DIRECTIONS:
**a)** In the passage on supporting birds through native insects, list the groups the reader is urged to teach and encourage.
**b)** Resume the passage on supporting birds through native insects, continuing after its final sentence.

SELECTED TEXT:
__________

If you have some land or even just a few pots on the patio, the biggest thing you can do to support healthy bird populations is to support healthy populations of native insects, especially fat, tasty baby insects like caterpillars. Do this by growing the native plants that have leaves for young insects to eat (such as the 14 insects you actually want to have in your garden), learning to accept (and even celebrate) leaves with a few holes in them, using only organic insecticides and only in rare situations, and never using long-lasting, man-made insecticides (as they can get into the food chain and build up to toxic levels, even if they didn’t kill the target insects outright). While you’re at it, avoid using insecticides in the house as well, choosing safer control methods, as what happens inside eventually gets outside. We have been indoctrinated to see every insect, except perhaps adult butterflies and honeybees, as bad; but to a mama or papa bird, insects are life. You can also help by teaching and encouraging your neighbors, local park systems, and community members to do the same.

__________

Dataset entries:
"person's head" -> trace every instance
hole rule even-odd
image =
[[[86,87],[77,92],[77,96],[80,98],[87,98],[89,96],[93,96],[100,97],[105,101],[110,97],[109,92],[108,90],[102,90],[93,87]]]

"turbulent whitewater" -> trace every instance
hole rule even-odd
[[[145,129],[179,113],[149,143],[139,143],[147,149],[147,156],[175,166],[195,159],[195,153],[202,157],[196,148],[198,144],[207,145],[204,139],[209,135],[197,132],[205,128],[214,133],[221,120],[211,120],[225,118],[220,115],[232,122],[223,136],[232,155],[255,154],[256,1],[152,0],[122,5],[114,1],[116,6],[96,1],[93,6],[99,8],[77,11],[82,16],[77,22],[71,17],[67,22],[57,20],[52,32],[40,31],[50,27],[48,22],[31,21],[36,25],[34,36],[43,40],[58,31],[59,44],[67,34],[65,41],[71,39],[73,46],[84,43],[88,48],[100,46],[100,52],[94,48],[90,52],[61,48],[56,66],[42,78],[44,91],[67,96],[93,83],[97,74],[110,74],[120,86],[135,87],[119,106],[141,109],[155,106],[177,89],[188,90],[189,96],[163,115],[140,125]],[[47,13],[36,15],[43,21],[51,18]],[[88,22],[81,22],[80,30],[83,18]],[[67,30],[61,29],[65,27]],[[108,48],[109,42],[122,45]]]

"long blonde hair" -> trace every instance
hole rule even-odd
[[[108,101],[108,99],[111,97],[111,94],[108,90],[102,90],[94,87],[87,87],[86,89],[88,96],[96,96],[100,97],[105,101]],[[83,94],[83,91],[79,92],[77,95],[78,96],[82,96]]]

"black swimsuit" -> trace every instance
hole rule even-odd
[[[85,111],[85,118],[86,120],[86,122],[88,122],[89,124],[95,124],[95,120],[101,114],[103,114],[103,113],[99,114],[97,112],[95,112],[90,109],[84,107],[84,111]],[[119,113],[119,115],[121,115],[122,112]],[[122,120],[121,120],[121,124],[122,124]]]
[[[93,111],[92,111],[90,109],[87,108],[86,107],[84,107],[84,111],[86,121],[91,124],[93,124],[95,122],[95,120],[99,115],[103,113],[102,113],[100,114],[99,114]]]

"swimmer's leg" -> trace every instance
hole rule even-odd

__________

RESULTS BY TASK:
**a)**
- Neighbors
- Local park systems
- Community members

**b)**
Related: 15 Native Wildflowers Every Gardener Should Plant

Why native plants? The typical suburban landscape is lush and green…and pretty much useless to the majority of native insects, because their young don’t eat grass, Norway maple leaves, or the leaves of most of the other popular trees and shrubs landscapers and homeowners plant (many originally selected, at least partly, for that very reason). Plant as wide a variety of different native plants as possible, as it increases the chances that a plentiful supply of at least one type of young insect will be available when a family of birds needs them.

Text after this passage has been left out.